*RECORDS PROVIDED:*

---

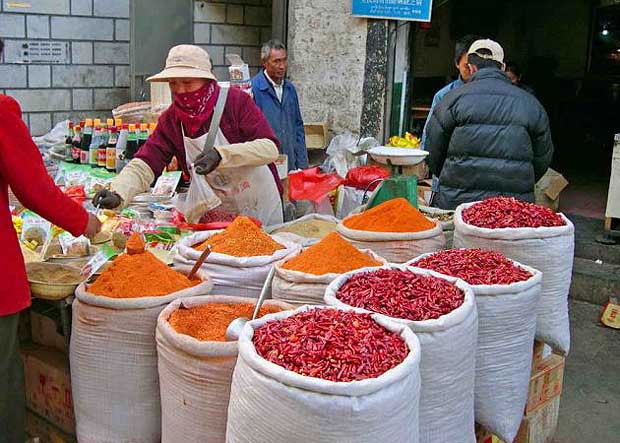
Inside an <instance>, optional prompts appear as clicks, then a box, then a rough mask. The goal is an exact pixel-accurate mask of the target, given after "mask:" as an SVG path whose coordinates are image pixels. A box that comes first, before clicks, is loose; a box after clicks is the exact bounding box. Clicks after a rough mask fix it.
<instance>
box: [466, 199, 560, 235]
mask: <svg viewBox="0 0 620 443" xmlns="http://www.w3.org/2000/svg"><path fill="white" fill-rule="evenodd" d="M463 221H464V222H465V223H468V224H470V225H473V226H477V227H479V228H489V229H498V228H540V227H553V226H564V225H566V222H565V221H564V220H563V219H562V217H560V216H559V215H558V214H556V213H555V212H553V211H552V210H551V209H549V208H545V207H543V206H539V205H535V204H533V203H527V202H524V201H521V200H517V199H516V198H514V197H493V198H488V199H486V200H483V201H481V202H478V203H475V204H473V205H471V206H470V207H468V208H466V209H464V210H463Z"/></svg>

---

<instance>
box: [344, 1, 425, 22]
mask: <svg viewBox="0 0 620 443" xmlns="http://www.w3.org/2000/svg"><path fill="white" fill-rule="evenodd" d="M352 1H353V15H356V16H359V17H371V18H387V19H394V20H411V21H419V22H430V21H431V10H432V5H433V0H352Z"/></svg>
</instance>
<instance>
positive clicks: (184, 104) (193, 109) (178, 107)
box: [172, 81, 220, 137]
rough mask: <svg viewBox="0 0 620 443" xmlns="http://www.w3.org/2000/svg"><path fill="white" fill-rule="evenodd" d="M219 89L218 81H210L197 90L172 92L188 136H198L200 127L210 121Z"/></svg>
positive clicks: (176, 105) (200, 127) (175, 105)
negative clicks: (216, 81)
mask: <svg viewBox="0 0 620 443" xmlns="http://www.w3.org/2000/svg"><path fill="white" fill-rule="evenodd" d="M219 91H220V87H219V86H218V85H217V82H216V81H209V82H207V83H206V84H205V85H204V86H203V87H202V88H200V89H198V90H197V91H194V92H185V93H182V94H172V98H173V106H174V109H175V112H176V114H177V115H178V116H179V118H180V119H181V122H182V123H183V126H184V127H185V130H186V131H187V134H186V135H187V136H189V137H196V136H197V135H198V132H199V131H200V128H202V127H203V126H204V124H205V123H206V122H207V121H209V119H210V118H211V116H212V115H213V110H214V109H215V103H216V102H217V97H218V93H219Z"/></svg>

---

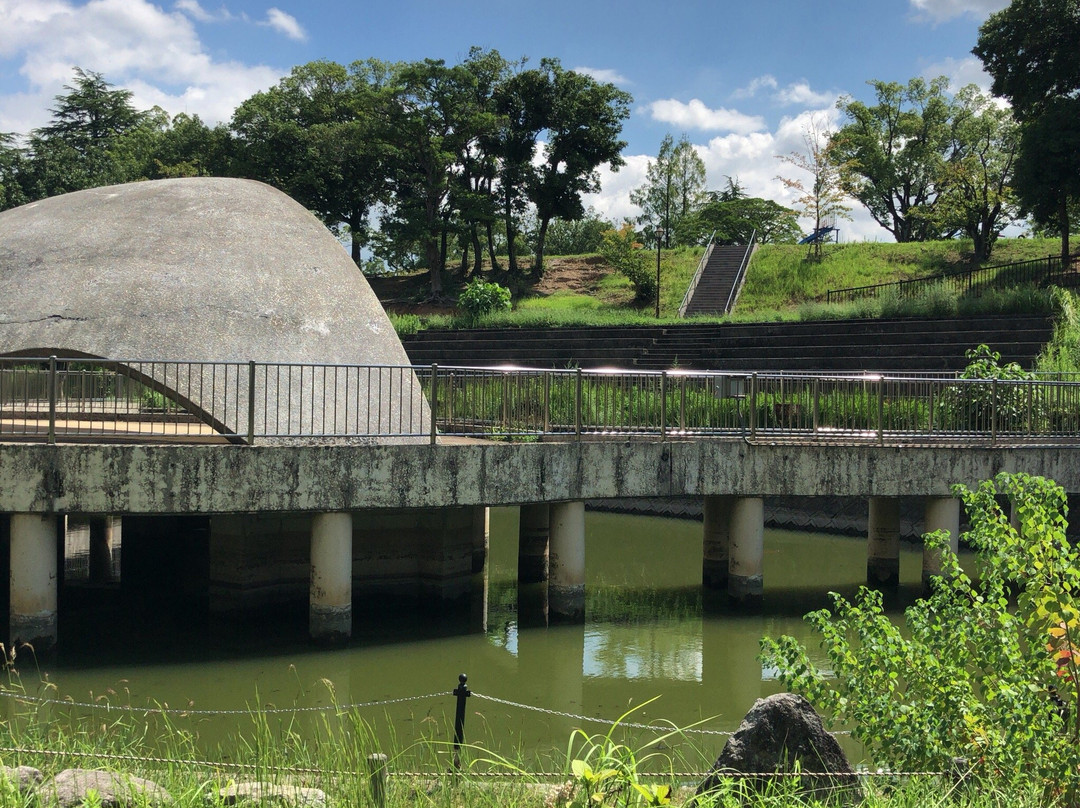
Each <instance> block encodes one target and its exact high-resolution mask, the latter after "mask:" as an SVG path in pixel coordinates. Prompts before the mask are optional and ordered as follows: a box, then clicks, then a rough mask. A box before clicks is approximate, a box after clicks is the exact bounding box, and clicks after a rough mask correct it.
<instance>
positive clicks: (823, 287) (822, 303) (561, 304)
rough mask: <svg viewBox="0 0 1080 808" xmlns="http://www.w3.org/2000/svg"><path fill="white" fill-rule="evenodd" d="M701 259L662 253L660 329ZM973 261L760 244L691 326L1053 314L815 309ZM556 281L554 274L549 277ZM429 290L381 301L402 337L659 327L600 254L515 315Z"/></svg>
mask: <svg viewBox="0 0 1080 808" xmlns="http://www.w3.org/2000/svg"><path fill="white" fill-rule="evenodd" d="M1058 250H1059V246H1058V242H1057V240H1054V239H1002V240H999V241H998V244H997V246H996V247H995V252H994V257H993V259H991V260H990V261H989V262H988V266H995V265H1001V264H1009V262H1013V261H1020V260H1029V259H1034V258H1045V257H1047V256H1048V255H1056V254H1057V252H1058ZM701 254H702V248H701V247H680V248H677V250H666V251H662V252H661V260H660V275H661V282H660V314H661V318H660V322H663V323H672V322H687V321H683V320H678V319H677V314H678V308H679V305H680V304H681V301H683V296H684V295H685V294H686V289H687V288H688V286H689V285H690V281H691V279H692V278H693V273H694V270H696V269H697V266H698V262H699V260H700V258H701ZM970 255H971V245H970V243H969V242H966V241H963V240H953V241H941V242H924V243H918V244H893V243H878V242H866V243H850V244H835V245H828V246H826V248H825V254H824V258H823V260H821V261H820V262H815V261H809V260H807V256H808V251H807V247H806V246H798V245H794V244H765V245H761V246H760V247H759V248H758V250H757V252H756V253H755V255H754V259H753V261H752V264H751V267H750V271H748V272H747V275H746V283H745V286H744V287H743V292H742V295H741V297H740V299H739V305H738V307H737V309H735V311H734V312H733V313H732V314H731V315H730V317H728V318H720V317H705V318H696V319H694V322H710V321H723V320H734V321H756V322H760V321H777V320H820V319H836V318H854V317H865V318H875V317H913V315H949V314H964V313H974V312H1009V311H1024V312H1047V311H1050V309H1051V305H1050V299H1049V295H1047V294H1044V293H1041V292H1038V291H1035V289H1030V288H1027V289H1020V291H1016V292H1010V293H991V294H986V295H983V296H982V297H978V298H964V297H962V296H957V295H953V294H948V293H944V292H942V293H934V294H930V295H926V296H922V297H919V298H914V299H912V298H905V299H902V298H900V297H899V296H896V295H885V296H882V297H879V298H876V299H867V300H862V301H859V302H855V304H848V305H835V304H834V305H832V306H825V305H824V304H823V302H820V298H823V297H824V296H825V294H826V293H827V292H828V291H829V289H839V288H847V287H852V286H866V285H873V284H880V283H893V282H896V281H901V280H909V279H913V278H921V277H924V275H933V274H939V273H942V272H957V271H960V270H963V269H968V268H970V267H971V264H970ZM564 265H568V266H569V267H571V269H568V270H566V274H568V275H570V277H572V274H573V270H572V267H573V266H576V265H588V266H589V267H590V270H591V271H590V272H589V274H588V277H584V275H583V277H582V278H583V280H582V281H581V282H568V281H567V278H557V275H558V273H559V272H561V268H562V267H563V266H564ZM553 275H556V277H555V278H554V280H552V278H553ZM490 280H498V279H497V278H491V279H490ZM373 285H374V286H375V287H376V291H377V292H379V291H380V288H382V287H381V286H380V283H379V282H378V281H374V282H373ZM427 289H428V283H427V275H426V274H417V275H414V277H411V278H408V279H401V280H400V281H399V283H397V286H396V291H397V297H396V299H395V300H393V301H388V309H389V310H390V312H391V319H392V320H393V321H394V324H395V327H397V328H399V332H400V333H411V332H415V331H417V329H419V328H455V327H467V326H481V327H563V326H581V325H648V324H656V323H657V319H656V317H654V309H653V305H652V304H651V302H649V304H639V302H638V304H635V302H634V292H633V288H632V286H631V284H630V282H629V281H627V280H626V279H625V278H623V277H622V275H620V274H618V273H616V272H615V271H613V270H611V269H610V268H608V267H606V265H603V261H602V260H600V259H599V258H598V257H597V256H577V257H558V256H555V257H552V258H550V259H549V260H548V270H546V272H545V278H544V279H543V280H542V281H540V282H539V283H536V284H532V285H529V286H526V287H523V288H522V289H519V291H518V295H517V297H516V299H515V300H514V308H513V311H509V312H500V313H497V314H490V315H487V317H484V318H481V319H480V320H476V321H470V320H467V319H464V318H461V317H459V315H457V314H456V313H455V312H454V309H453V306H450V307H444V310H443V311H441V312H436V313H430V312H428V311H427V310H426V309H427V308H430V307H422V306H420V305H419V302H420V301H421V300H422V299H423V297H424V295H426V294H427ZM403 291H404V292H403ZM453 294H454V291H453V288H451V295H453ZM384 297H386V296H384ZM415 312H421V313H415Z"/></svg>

---

*EXERCISE DIRECTIONS:* Lines holding the string "after" must be copied out of the entries above.

*RESULT OF THIS EXERCISE:*
Inside an <instance>, optional prompts appear as clicks, then a box, then a rough mask. The goal is an exact pixel-accurate mask of the target, given after "mask:" as an SVG path whose coordinates are image pixels. A box that comes first, before clicks, is loose; a box after clicks is the exact bounding box. Clicks after a rough mask fix it.
Each <instance> block encodes one target and its exact high-resolution mask, the latter after "mask:" as an SVG path in pixel coordinates. Prompts before the mask are optional and ordered as follows: a box, then clicks, then a rough mask. A box before clicks is approximate, a box after clicks is the exact bounding box, and clicks after a rough mask correct it.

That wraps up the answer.